Using the data below, output a verbatim copy of the lines between the one holding "Segment out person wearing" and the one holding "Segment out person's", inclusive, without any pictures.

━━━━━ RECORDS SHOWN ━━━━━

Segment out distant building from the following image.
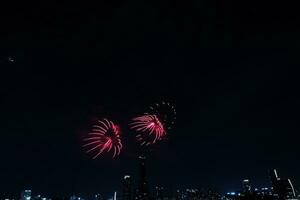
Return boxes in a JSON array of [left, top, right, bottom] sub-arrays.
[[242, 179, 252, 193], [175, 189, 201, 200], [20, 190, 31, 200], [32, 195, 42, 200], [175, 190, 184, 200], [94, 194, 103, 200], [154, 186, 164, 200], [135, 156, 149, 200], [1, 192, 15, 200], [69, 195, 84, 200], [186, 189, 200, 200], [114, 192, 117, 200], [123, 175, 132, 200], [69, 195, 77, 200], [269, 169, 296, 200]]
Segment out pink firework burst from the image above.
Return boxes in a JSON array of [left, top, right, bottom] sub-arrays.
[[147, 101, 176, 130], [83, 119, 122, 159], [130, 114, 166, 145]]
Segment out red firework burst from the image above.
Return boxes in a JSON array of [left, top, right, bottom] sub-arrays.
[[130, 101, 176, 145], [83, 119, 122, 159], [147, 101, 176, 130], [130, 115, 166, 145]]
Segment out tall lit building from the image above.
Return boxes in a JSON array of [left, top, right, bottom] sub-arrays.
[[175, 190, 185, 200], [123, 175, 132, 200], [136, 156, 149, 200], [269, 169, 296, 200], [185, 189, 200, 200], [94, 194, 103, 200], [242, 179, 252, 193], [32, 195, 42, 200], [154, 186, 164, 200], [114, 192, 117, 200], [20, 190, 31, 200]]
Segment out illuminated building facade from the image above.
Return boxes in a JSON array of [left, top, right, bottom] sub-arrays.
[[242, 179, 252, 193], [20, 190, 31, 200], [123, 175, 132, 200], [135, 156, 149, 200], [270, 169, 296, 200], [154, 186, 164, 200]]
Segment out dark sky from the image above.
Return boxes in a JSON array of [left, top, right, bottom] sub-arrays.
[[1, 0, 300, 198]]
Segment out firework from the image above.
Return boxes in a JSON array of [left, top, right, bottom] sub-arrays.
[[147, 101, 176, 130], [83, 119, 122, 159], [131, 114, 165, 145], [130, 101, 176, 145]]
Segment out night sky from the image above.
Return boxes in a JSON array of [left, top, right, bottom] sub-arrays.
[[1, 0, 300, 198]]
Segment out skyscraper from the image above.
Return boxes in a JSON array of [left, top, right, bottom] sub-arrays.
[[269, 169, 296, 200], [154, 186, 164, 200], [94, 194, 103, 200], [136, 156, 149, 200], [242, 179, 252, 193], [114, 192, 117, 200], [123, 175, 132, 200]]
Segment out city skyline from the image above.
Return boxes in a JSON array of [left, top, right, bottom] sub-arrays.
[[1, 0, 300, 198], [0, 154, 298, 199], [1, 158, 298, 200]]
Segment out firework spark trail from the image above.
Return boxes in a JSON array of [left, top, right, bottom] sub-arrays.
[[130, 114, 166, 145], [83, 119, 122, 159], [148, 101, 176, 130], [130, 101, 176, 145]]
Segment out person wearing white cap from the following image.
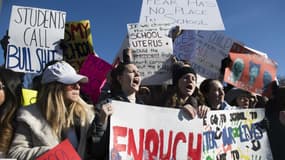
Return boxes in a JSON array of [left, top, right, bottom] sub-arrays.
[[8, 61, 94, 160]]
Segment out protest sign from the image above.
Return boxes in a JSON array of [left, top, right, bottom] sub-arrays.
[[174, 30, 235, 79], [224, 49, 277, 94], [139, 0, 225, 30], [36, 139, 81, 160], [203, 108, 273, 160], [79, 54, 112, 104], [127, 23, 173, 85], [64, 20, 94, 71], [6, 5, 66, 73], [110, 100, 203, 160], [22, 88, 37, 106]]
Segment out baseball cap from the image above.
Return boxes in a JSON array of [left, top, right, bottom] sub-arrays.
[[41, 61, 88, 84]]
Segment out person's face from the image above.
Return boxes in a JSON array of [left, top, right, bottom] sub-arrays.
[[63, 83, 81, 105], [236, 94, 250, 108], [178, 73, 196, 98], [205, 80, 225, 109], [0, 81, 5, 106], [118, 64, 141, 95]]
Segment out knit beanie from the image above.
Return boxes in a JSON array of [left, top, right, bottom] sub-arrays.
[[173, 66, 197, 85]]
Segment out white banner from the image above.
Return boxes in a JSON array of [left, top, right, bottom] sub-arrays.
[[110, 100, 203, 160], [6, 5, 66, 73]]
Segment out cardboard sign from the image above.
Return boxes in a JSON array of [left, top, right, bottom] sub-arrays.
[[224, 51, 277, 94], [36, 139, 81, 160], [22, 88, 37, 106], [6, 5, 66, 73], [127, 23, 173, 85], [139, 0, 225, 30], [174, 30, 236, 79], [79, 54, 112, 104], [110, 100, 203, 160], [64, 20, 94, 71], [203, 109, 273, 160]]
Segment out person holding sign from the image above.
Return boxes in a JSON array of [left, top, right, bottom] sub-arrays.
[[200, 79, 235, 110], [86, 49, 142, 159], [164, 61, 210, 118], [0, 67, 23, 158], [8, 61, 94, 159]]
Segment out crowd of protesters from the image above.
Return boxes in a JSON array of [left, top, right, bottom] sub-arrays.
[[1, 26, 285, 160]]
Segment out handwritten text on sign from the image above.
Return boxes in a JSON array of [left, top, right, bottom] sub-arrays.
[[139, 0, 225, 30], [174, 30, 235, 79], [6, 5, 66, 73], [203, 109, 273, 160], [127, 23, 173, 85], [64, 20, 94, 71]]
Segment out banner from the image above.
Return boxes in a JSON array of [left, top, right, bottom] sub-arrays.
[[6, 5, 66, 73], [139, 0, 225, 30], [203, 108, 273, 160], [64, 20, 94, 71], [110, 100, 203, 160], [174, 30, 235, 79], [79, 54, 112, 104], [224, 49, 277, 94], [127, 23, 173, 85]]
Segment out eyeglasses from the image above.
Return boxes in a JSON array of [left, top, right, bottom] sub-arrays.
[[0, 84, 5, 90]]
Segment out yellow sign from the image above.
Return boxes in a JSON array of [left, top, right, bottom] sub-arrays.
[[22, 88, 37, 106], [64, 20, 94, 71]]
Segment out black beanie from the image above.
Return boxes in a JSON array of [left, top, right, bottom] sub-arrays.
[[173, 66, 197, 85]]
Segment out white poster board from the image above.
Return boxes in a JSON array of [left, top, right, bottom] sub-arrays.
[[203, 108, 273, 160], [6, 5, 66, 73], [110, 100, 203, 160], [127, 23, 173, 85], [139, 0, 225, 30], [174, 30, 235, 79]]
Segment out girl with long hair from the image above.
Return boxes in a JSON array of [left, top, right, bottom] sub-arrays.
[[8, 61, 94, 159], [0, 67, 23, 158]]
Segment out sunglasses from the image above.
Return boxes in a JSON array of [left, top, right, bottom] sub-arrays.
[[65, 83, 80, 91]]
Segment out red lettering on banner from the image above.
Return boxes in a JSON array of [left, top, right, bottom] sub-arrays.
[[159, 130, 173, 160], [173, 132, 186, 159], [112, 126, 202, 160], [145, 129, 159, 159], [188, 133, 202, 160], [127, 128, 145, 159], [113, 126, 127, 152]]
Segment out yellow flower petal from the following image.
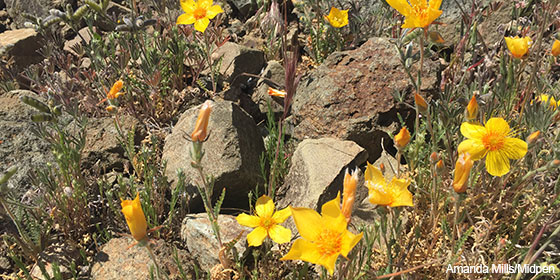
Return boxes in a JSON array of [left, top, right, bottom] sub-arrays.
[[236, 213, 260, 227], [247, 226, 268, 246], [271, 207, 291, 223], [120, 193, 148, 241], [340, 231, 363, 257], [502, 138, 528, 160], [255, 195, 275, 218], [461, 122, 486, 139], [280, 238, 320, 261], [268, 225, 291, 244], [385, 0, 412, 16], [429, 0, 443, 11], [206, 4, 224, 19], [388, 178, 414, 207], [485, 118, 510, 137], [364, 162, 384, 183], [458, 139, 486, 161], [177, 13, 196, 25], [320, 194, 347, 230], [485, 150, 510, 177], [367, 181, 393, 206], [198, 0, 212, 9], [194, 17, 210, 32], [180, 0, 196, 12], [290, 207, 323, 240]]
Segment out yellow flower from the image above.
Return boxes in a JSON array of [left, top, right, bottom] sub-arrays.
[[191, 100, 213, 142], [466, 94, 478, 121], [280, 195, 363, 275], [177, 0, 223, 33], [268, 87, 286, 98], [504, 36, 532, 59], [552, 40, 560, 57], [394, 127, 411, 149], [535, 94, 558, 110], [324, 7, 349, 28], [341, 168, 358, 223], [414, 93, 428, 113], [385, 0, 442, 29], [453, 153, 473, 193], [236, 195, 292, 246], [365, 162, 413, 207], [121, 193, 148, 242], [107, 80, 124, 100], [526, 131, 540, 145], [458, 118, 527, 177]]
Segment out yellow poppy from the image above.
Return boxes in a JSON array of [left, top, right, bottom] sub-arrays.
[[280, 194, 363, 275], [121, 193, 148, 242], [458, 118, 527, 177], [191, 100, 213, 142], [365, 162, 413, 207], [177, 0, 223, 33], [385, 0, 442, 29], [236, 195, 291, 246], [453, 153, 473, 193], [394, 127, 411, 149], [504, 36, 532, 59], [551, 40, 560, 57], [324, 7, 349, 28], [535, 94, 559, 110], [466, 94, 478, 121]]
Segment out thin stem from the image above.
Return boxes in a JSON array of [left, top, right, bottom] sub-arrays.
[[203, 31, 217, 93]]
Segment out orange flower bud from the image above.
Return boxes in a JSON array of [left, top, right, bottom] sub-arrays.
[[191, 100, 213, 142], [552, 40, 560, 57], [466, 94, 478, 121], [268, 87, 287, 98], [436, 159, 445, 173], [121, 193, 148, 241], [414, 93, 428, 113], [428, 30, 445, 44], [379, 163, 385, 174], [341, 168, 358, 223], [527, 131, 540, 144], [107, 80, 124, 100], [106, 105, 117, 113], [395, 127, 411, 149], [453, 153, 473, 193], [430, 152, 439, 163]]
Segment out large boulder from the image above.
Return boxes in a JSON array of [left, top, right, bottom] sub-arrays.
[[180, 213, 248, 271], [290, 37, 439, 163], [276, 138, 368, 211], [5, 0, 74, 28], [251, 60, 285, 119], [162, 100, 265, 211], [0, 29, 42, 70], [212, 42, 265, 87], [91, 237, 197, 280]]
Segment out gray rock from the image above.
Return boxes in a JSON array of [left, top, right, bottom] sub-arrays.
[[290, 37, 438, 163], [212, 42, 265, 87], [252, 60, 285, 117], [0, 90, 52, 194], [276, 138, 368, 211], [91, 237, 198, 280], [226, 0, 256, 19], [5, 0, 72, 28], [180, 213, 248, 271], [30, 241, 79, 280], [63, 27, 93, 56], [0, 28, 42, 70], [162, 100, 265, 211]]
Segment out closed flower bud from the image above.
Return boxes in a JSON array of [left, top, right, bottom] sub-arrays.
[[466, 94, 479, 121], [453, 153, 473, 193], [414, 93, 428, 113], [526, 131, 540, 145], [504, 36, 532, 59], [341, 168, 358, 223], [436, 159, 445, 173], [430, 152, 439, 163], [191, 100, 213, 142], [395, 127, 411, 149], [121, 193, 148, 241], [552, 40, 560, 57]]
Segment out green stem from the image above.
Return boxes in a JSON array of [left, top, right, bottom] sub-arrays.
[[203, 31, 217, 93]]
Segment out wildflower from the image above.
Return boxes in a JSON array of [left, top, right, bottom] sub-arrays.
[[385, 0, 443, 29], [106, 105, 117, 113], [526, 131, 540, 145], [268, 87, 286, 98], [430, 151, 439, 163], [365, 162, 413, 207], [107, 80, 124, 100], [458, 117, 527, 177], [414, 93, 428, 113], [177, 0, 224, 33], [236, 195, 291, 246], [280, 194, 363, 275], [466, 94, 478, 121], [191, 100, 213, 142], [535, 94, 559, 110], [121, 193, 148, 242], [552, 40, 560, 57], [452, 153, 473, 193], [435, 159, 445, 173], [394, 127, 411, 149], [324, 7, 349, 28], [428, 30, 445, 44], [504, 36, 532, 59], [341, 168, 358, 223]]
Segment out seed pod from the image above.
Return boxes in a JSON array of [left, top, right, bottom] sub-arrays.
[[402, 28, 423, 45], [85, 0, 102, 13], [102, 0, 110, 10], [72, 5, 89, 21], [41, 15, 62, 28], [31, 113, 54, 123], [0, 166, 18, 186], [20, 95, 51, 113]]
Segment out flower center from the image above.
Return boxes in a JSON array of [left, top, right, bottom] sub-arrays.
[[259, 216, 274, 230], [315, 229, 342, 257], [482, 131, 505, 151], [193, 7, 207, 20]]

━━━━━
━━━━━ RECORDS SHOWN ━━━━━

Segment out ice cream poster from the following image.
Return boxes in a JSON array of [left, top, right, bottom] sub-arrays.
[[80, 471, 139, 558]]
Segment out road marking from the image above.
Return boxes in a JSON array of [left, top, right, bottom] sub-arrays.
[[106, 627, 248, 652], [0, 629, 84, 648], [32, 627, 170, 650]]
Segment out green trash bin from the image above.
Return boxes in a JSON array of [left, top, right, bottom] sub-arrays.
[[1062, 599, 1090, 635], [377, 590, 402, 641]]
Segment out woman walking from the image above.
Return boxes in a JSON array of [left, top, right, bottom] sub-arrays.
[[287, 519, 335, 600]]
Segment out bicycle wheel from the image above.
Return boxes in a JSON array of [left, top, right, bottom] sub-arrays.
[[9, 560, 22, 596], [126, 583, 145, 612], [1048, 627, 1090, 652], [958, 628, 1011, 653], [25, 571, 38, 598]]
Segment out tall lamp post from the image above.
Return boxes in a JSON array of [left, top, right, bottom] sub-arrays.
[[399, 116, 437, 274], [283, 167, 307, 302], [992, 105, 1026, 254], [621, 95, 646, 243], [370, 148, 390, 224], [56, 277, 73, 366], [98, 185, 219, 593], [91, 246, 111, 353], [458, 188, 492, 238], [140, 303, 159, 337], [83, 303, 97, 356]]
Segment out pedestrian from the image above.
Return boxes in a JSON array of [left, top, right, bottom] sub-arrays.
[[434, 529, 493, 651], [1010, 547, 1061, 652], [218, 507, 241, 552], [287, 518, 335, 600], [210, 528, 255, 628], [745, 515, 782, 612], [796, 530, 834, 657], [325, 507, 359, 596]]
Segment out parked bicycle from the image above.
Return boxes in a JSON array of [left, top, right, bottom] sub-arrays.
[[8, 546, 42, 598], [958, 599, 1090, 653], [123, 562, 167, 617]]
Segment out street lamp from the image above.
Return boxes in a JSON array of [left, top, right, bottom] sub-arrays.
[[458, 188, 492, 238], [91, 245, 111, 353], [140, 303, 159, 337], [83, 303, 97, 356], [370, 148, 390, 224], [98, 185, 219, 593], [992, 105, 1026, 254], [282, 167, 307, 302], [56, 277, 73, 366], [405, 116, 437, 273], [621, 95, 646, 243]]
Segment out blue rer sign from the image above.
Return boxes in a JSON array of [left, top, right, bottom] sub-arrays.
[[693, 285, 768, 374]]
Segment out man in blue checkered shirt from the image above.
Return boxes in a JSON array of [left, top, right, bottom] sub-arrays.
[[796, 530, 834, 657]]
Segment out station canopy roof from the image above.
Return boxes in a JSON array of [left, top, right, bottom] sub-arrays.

━━━━━

◆ SOLVED EXERCISE ◆
Segment out person wearing white cap from the following image.
Return boxes in a JSON array of [left, top, right, bottom] sub-arrays.
[[8, 61, 94, 160]]
Segment out protest sign from the image above.
Return boxes in a JSON array of [left, top, right, bottom] sub-arrays.
[[174, 30, 235, 79], [224, 49, 277, 94], [139, 0, 225, 30], [36, 139, 81, 160], [203, 108, 273, 160], [79, 54, 112, 104], [127, 23, 173, 85], [64, 20, 94, 71], [6, 5, 66, 73], [110, 100, 203, 160], [22, 88, 37, 106]]
Segment out baseball cap from the image above.
Return boxes in a JSON array of [left, top, right, bottom] sub-arrays.
[[41, 61, 88, 84]]
Segment out person's face from the image above.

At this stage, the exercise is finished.